> **Requirements**
Return each line in the records below that contains the string "face". Case counts.

> **Excerpted records**

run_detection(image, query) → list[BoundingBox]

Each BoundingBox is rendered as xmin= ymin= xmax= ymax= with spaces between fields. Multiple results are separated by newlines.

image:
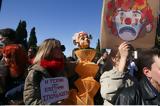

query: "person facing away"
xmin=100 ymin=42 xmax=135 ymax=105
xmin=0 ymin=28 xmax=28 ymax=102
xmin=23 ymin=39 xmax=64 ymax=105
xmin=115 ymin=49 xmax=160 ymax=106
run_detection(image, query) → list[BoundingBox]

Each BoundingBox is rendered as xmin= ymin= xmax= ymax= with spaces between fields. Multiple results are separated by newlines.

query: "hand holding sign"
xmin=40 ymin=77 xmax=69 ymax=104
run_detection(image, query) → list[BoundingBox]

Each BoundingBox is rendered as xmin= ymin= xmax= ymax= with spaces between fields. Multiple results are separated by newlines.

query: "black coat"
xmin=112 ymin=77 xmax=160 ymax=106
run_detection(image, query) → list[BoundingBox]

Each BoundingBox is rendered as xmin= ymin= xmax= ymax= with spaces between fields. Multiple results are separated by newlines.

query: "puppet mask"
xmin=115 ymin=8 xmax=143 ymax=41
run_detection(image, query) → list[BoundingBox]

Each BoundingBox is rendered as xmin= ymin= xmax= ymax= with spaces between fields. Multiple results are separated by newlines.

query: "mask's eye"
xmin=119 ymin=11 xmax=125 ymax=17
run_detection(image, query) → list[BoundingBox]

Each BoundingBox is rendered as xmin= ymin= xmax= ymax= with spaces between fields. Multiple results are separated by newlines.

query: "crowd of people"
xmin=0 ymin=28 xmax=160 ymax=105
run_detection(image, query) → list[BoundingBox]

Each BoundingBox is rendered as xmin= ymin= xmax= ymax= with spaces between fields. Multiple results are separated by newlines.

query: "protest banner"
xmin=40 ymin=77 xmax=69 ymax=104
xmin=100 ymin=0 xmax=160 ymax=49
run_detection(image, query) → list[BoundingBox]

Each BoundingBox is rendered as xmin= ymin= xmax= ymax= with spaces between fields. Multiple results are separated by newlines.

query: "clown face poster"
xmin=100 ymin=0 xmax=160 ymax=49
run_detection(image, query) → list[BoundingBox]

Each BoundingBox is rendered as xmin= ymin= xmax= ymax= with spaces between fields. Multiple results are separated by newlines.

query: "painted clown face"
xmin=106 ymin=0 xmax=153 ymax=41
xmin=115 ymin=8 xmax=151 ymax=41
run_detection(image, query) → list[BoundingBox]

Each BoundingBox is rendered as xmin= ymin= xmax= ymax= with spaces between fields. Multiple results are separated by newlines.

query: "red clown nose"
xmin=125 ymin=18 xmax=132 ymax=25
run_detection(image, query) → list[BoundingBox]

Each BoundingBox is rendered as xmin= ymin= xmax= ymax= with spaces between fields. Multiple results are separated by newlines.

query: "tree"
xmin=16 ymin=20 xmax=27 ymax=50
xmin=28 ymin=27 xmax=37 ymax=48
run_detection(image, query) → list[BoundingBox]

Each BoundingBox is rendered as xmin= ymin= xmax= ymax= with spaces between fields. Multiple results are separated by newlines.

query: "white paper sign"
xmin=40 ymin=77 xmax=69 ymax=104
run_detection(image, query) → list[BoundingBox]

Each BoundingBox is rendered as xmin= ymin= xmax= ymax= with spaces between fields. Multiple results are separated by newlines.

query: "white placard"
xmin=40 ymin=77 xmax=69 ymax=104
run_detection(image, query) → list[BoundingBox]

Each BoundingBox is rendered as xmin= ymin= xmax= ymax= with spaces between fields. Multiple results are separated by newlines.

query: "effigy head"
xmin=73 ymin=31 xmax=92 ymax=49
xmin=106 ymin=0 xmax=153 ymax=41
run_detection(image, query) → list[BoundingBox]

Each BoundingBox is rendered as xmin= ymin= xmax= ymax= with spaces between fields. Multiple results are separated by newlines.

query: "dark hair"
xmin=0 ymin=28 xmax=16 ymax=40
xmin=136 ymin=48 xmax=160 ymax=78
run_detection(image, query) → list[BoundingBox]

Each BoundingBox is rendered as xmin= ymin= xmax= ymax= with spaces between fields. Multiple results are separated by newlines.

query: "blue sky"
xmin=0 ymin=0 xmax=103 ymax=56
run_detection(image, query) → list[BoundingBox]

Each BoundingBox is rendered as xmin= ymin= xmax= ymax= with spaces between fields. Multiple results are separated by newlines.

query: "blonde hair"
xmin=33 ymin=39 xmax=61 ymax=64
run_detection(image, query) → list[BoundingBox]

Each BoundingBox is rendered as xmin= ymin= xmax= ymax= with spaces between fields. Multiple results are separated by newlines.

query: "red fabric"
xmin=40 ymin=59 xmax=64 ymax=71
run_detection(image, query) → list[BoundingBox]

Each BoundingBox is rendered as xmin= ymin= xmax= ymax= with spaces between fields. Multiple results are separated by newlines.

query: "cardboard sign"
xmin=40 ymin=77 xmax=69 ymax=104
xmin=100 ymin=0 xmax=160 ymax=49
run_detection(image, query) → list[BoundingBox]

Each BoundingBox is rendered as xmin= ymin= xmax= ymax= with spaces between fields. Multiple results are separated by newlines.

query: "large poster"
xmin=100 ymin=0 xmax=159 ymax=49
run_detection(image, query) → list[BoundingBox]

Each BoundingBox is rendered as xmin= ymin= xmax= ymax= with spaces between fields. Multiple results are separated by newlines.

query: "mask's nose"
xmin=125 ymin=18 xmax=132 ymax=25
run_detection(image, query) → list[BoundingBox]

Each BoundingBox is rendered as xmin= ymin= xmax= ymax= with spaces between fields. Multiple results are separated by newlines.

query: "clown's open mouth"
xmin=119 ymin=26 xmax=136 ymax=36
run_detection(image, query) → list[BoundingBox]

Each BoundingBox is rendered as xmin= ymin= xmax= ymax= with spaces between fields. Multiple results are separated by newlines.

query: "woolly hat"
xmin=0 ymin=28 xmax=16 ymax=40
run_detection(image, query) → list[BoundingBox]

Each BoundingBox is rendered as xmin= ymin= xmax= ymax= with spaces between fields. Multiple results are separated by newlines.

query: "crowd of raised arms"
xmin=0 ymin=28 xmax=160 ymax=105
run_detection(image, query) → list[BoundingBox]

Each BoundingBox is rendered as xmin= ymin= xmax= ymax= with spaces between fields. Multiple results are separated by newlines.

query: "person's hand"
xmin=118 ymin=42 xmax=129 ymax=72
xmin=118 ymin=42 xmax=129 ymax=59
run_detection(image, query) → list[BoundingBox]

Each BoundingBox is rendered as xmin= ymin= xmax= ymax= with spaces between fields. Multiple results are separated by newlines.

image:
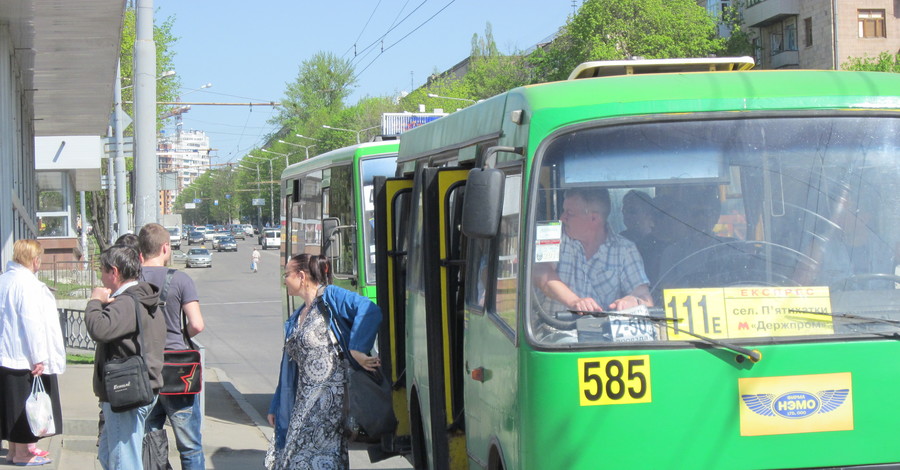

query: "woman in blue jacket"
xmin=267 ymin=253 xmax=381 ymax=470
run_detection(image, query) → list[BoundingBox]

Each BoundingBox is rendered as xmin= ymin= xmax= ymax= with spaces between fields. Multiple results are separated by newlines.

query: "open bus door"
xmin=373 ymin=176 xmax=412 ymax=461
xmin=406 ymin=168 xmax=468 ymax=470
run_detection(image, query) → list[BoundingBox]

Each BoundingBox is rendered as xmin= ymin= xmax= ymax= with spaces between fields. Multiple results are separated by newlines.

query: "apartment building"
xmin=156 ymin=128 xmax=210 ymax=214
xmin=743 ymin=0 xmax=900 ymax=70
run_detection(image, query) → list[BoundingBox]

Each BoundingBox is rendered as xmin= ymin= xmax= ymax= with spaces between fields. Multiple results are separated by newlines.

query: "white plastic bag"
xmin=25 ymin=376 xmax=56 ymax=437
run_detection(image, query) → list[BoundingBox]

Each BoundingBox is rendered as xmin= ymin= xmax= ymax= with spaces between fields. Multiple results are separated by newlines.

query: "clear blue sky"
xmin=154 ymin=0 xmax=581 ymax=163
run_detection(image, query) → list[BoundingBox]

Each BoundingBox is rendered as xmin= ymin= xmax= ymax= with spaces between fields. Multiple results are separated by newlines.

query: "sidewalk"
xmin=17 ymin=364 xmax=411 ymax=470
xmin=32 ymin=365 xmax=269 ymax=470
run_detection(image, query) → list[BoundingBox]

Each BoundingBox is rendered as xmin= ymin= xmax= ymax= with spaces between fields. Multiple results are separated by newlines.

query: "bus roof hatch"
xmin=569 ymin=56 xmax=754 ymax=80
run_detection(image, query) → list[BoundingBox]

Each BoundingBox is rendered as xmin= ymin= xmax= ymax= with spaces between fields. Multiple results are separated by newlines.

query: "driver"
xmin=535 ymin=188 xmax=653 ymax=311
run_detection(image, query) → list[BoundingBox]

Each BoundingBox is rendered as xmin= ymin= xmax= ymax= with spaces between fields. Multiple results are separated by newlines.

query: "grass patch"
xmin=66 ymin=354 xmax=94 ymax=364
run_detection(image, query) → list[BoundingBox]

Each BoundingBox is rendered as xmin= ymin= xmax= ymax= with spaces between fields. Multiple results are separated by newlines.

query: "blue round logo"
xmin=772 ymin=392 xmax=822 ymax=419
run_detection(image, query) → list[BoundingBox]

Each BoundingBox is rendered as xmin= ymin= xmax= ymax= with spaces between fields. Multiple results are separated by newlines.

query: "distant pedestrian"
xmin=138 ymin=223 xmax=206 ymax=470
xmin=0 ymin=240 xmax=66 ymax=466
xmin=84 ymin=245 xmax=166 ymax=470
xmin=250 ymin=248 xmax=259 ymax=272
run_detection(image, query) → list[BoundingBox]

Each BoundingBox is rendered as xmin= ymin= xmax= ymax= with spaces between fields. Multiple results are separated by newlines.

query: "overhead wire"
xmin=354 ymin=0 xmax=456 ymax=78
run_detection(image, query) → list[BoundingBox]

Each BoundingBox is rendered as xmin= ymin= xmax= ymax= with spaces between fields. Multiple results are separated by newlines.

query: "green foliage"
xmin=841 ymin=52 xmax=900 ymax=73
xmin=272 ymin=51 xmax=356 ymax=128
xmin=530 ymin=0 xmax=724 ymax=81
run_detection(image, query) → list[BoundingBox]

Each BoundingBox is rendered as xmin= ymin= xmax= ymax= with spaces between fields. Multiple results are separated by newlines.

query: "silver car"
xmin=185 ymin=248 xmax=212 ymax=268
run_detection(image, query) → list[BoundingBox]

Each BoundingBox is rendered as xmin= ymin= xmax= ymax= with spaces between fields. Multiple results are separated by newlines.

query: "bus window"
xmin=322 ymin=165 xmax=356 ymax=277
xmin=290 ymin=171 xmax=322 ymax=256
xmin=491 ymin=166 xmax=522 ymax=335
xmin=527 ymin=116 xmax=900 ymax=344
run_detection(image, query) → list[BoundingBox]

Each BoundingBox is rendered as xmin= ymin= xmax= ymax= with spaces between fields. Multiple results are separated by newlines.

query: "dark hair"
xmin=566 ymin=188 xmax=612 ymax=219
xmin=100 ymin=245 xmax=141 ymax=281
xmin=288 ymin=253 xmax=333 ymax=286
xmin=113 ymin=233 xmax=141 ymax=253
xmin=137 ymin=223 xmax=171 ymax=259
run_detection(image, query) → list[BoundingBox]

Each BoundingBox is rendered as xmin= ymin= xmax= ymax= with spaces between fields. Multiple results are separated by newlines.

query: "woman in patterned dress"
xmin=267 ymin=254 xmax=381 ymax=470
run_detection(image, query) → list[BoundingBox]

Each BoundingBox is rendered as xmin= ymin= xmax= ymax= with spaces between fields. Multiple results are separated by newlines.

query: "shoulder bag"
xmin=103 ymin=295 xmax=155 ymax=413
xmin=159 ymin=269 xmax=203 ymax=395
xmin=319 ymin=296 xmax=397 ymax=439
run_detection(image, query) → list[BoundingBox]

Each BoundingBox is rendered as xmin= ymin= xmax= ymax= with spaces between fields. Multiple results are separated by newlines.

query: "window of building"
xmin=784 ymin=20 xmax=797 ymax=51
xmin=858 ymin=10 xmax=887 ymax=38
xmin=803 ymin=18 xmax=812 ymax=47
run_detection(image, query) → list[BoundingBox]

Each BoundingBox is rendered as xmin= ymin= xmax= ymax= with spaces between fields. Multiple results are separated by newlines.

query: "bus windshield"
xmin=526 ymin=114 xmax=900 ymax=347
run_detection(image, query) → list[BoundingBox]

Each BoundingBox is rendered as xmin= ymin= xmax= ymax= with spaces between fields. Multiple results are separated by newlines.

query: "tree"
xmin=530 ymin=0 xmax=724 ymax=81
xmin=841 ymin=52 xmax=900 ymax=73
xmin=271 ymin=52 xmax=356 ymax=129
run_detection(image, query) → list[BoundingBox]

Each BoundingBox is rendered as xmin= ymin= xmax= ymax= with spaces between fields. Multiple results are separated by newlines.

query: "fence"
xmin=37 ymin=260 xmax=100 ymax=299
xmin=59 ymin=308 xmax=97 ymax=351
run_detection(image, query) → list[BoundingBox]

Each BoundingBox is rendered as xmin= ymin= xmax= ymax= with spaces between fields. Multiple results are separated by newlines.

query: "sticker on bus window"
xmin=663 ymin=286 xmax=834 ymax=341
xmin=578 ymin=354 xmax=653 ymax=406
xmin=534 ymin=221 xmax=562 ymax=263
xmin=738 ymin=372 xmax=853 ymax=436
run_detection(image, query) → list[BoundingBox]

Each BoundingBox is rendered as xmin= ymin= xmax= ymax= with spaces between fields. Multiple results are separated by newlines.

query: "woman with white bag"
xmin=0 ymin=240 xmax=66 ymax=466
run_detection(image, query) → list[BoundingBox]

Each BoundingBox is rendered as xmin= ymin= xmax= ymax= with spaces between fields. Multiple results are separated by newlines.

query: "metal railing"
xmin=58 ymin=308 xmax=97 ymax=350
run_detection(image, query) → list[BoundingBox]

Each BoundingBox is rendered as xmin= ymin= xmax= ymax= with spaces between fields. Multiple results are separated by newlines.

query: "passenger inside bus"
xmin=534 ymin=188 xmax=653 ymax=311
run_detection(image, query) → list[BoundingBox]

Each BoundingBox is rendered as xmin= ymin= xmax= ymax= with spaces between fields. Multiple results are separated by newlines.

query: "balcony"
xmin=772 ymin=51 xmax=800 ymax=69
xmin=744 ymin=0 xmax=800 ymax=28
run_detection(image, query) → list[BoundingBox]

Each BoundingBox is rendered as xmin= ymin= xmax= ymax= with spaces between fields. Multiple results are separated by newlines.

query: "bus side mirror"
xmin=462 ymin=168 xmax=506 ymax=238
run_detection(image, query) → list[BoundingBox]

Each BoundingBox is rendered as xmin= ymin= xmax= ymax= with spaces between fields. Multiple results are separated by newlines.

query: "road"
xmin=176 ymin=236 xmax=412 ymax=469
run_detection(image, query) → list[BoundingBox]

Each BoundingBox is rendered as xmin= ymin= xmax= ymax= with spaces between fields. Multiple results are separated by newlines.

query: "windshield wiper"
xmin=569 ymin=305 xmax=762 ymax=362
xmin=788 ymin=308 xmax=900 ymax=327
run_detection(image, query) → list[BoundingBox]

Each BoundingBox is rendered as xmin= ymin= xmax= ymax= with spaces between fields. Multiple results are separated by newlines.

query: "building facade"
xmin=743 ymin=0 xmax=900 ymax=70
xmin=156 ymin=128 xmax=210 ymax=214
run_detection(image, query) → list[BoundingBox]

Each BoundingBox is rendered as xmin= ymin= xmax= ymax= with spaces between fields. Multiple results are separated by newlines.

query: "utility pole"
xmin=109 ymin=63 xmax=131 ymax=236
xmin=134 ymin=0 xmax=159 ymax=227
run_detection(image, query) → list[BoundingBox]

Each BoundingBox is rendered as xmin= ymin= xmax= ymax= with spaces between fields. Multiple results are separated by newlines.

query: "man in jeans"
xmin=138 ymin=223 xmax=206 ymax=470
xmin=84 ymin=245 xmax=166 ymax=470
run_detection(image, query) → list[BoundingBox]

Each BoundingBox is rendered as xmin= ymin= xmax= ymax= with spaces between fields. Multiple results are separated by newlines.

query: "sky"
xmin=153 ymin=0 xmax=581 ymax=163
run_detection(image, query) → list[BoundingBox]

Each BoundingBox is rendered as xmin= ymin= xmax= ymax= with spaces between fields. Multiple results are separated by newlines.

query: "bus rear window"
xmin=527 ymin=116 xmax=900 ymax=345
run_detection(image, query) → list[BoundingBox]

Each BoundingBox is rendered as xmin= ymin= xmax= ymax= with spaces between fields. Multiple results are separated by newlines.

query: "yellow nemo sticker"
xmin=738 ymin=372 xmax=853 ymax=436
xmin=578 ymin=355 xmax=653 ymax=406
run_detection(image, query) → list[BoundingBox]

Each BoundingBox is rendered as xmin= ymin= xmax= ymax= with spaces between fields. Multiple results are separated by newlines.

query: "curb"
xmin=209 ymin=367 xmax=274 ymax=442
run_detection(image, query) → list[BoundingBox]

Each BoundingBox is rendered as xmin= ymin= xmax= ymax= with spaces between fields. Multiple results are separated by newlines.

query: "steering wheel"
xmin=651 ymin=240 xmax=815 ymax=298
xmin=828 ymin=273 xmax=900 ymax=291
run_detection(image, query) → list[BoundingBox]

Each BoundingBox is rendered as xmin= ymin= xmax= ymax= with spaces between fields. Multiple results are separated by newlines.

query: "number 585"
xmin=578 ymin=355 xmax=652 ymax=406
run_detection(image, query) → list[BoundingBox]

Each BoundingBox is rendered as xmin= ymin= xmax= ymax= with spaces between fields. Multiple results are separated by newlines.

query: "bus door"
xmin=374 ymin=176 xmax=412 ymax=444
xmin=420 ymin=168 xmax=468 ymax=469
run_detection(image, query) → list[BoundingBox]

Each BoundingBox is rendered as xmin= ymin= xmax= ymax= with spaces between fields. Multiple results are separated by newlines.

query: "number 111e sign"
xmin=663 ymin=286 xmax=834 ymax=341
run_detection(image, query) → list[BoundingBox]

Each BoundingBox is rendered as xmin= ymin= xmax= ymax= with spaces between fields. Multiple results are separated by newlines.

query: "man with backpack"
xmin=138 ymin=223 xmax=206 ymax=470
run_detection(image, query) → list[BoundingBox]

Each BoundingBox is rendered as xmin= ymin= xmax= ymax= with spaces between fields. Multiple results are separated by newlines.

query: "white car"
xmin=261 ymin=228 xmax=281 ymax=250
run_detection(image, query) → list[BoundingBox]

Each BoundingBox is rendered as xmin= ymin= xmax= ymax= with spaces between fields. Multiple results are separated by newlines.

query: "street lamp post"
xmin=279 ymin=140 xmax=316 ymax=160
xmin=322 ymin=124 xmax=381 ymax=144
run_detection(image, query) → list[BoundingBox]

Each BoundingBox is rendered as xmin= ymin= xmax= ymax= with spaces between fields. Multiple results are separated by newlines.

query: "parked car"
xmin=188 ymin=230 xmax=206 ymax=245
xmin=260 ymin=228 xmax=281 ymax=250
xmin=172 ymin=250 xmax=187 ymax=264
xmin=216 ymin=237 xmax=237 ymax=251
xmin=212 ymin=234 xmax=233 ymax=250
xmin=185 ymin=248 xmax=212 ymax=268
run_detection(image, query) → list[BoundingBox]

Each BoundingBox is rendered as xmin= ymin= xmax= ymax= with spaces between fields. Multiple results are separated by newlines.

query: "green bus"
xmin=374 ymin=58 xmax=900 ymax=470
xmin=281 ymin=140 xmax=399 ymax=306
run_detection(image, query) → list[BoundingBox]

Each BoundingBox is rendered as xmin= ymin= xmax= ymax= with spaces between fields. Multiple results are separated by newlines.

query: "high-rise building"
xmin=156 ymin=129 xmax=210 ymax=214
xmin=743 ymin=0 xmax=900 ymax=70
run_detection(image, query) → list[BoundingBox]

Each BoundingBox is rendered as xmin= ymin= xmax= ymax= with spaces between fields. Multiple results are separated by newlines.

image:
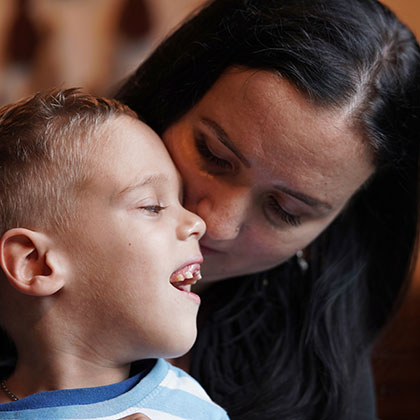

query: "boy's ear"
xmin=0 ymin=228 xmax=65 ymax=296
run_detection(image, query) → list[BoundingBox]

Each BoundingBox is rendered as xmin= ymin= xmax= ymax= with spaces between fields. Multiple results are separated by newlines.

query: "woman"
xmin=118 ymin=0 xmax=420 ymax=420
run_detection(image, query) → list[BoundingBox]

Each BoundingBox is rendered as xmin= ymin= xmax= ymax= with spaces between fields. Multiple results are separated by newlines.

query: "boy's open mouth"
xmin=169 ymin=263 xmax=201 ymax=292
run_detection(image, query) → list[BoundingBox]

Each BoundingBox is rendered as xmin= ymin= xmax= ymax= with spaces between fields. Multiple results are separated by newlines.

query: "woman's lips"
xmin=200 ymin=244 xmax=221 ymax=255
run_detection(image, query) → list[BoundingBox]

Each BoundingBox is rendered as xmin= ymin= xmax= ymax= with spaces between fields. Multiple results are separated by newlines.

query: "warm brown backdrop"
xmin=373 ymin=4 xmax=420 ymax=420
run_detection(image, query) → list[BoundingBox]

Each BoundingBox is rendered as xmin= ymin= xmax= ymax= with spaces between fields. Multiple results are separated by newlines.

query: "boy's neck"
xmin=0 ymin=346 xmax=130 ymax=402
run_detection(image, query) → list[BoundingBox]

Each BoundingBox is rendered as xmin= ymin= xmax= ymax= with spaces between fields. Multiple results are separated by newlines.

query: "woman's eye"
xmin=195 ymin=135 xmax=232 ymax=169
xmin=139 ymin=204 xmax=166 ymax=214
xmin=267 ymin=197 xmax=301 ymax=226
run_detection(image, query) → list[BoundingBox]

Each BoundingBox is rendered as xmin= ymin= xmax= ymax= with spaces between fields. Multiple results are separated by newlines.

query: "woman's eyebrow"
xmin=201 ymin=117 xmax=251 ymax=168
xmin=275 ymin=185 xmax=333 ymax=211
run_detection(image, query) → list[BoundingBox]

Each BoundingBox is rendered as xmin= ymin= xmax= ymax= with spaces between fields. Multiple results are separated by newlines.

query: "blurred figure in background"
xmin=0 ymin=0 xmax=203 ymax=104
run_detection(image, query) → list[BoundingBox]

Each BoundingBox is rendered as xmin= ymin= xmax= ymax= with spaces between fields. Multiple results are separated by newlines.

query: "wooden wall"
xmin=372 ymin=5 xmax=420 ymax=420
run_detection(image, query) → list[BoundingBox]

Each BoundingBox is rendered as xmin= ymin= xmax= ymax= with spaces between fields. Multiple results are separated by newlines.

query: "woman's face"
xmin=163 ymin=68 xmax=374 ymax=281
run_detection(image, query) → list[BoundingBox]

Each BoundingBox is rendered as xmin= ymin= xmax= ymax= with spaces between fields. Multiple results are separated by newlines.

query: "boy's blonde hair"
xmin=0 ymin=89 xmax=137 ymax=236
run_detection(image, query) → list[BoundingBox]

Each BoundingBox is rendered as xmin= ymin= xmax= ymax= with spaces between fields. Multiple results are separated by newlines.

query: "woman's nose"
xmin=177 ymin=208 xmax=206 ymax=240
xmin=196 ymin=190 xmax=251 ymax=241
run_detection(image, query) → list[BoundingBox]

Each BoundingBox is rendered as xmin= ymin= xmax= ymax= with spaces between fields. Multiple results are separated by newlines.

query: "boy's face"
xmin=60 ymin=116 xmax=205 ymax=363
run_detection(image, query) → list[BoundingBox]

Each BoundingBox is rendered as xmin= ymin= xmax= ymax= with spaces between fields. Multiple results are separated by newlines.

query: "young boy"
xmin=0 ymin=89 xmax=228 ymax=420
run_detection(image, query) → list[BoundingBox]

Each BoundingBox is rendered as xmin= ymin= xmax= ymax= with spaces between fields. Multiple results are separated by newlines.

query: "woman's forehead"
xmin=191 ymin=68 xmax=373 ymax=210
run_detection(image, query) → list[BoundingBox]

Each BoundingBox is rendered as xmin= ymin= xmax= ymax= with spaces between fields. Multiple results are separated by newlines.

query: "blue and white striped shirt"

> **Response**
query: "clown face poster"
query: "painted clown face"
query: "woman's face"
query: "boy's face"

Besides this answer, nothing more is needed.